## Your assignment
The data must be copied over exactly and in full.

[Opening Extracted material section]

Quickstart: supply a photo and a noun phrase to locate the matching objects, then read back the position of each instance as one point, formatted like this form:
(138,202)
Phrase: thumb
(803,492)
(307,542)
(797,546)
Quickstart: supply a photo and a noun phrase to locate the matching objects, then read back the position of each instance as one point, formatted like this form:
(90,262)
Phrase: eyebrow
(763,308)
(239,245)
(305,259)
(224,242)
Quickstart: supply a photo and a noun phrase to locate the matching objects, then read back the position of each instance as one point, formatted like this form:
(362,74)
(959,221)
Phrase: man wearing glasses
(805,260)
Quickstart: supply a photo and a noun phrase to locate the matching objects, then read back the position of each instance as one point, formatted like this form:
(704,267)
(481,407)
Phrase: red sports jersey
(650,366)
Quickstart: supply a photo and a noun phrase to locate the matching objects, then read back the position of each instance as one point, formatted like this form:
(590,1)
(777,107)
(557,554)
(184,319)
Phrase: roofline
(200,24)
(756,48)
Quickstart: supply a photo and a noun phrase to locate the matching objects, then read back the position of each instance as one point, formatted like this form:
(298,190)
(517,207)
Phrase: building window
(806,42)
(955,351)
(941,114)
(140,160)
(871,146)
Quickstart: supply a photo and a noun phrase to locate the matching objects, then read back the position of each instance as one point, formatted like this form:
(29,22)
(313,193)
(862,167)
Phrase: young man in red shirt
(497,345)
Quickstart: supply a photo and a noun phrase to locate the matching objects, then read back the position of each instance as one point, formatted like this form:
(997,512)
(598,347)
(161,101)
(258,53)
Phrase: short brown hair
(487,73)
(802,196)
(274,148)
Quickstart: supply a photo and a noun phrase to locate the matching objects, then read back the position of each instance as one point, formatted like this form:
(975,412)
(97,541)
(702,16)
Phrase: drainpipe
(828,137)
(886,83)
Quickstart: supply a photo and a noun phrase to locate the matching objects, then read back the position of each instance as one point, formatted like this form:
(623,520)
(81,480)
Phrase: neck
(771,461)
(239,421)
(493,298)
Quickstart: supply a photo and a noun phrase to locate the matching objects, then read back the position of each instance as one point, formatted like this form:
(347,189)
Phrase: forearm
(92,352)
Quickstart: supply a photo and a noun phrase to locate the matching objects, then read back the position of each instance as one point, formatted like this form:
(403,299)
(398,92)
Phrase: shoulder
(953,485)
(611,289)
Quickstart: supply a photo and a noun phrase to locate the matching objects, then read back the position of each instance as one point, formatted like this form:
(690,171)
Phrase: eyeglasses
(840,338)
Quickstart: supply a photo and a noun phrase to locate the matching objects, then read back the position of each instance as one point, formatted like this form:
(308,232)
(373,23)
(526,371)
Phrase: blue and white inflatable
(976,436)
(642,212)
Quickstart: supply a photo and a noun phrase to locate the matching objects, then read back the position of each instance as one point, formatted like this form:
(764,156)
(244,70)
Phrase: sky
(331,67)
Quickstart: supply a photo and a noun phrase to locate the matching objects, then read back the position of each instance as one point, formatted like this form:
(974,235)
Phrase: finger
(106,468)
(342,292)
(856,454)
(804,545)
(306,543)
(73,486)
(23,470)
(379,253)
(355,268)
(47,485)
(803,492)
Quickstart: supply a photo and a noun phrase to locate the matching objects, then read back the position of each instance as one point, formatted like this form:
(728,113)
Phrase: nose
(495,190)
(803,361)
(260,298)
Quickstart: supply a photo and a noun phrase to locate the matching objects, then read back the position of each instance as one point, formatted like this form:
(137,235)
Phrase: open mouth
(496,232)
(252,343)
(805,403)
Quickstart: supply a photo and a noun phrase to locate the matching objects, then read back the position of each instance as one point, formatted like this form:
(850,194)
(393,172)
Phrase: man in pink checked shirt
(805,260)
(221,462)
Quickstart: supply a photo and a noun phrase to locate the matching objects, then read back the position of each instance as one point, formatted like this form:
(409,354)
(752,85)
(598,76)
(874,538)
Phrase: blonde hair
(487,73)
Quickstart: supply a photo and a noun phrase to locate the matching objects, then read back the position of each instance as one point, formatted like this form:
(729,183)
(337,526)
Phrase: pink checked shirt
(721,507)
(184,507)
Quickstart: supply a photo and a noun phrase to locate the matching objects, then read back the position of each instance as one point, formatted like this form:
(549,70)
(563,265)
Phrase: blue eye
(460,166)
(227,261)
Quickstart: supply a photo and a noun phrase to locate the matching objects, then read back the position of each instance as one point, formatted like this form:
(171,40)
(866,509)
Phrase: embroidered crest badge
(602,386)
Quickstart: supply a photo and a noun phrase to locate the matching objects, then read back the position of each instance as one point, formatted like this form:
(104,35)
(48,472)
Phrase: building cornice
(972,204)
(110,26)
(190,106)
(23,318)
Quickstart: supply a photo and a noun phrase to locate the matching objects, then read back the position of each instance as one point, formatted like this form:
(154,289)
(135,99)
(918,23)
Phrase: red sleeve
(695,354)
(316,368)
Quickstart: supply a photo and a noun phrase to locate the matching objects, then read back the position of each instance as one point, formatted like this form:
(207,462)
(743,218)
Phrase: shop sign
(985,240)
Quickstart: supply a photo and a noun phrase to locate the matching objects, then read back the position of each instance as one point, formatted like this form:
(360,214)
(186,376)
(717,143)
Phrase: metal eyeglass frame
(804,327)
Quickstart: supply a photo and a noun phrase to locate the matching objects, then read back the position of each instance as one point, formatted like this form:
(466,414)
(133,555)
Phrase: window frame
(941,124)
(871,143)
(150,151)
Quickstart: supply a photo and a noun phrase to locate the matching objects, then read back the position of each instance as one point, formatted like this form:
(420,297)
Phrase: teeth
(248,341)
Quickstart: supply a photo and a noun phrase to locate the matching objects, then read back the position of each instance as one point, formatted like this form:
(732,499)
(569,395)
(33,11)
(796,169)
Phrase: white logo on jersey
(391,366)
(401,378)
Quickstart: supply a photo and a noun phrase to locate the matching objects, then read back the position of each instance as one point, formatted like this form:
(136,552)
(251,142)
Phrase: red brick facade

[Closing Extracted material section]

## Solution for this task
Quickstart: supply a photo and a noun phrase to locate the matching objects, then read back the position of each instance as one point, formatted like this form:
(138,202)
Phrase: thumb
(803,492)
(307,542)
(797,546)
Quickstart: supply a photo and a noun phrase to locate the matching objects, then read back the position of each instance as one point, formatted like this form:
(90,262)
Phrase: eyebrow
(763,308)
(239,245)
(305,259)
(224,242)
Quickstart: supply a photo and a noun phrase to locate the matching objects, then read back the position of each instance as one point, formatted like this form:
(362,74)
(959,221)
Phrase: man wearing glasses
(805,260)
Quickstart: supply a photo and a noun phrase to locate the matching objects, then read back the position of each instance as one point, formatted like this form:
(704,267)
(481,407)
Phrase: red sports jersey
(650,366)
Quickstart: supply a photo and a noun phrase to locate the matching objects, then read back the position of each instance as one point, formatted like this form:
(590,1)
(777,107)
(557,554)
(184,319)
Phrase: roofline
(200,24)
(756,48)
Quickstart: supply a photo and a noun phrase to locate the matching objects, then read back the position of each instance as one point, formatted like this form:
(298,190)
(517,207)
Phrase: building window
(806,42)
(955,351)
(941,114)
(140,160)
(871,146)
Quickstart: supply a photo and a noun phrase to locate the matching objects, then read back the position of each instance as one point, formatted like this form:
(29,22)
(313,193)
(862,167)
Phrase: young man in red shirt
(497,345)
Quickstart: supply a photo and a noun phrase to locate the matching objects, then read back the position of each instance as one point, formatted like this form:
(997,512)
(598,347)
(161,101)
(258,53)
Phrase: short brown hair
(487,73)
(802,196)
(274,148)
Quickstart: supply a photo and a noun phrase to locate the matching objects, then read back the position of each instance as one point, formatted like this form:
(975,412)
(97,541)
(702,16)
Phrase: drainpipe
(828,137)
(886,83)
Quickstart: supply a photo and a noun phrase to locate the matching objects, then read back the position of each instance as one point, formatted like this form:
(623,520)
(81,480)
Phrase: neck
(771,461)
(239,421)
(493,298)
Quickstart: supply a photo and a noun phrase to locate the matching objects, then read back the position of each instance as one point, formatted like this form:
(347,189)
Phrase: forearm
(92,352)
Quickstart: supply a photo and a noun phrase to locate the matching objects, then read back the position of each instance as one point, formatted like this form:
(403,299)
(398,92)
Phrase: shoulder
(953,485)
(611,289)
Quickstart: supply a photo and a noun phrase to locate the matching objects, then read back the position of each instance as one point, formatted like this form:
(690,171)
Phrase: eyeglasses
(840,338)
Quickstart: supply a photo and a noun phrase to locate the matching objects, then read back the position of each instance as one point, formatted like this form:
(308,232)
(373,23)
(526,371)
Phrase: blue and white inflatable
(976,436)
(642,212)
Quickstart: supply a photo and a noun phrase to locate the matching objects, then read back the position of each instance as one point, formatted like this form:
(764,156)
(244,70)
Phrase: sky
(331,67)
Quickstart: supply a photo and a noun phrase to locate the matching objects, then read back the position of each instance as one point, formatted like this form:
(974,235)
Phrase: finger
(106,468)
(342,292)
(856,454)
(804,545)
(306,543)
(73,486)
(23,470)
(379,253)
(355,268)
(47,485)
(803,492)
Quickstart: supply a photo and a noun phrase to locate the matching objects, then read back the position of each instance as one point, formatted like this form:
(728,113)
Phrase: nose
(495,190)
(803,361)
(260,298)
Quickstart: supply a photo and a noun phrase to locate the matching objects, then read back the position of each instance as one point, formatted like this form:
(137,235)
Phrase: open mouth
(496,232)
(252,343)
(805,403)
Quickstart: supply a photo and a noun phrase to locate the matching objects, then read back the position of each instance as one point, formatted like this form:
(850,194)
(393,172)
Phrase: man in pink checked shirt
(805,260)
(221,462)
Quickstart: supply a photo and a noun phrase to locate the matching objects, then read back the position of each instance as one point, formatted like this form:
(409,354)
(752,85)
(598,76)
(874,538)
Phrase: blonde hair
(487,73)
Quickstart: supply a photo and a noun phrase to locate the matching objects, then read back the position of each instance as one point, formatted like this form:
(729,183)
(337,526)
Phrase: pink checked shirt
(721,507)
(184,507)
Quickstart: supply a photo and a noun phrase to locate the matching objects, then read back the position of each instance as one point, formatted like this form:
(549,70)
(563,265)
Phrase: blue eye
(460,166)
(227,261)
Quickstart: supply a photo and a noun phrase to locate the matching objects, then read back the position of each instance as one point, formatted like this form:
(171,40)
(866,509)
Phrase: embroidered crest badge
(602,386)
Quickstart: supply a photo and a noun phrase to locate the matching objects, then read back the position of each instance as one point, formatted like this form:
(104,35)
(48,472)
Phrase: building cornice
(972,204)
(110,26)
(190,106)
(23,318)
Quickstart: supply a photo and a noun phrase to locate the matching objects, then read back the position of each instance as one point, formatted like this form:
(154,289)
(135,99)
(918,23)
Phrase: red sleeve
(695,354)
(316,368)
Quickstart: supply a photo and a noun phrase to locate the matching objects, then read back the position of each instance as one point, formatted like this form:
(207,462)
(743,218)
Phrase: shop sign
(985,240)
Quickstart: supply a photo and a noun phrase to locate the matching objects, then read back the position of each instance as one point, formatted like this form:
(360,214)
(186,376)
(717,143)
Phrase: metal eyeglass frame
(804,327)
Quickstart: supply a photo and a noun phrase to locate the matching objects, then read back the position of each instance as one point, formatted like this form:
(466,414)
(133,555)
Phrase: window frame
(941,124)
(871,143)
(150,151)
Quickstart: supply a photo and a noun phrase to locate the matching objects, then read back the position of each instance as one point, formatted like this form:
(420,297)
Phrase: teeth
(248,341)
Quickstart: supply a photo and a noun phrase to locate the matching objects, then read back the position of each instance as one point, formatted like this form:
(732,499)
(569,395)
(33,11)
(796,169)
Phrase: white logo on jersey
(391,366)
(401,378)
Quickstart: supply a photo and a noun phrase to locate the matching objects, then read back the position of each instance as one point, formatted like this form:
(136,552)
(251,142)
Phrase: red brick facade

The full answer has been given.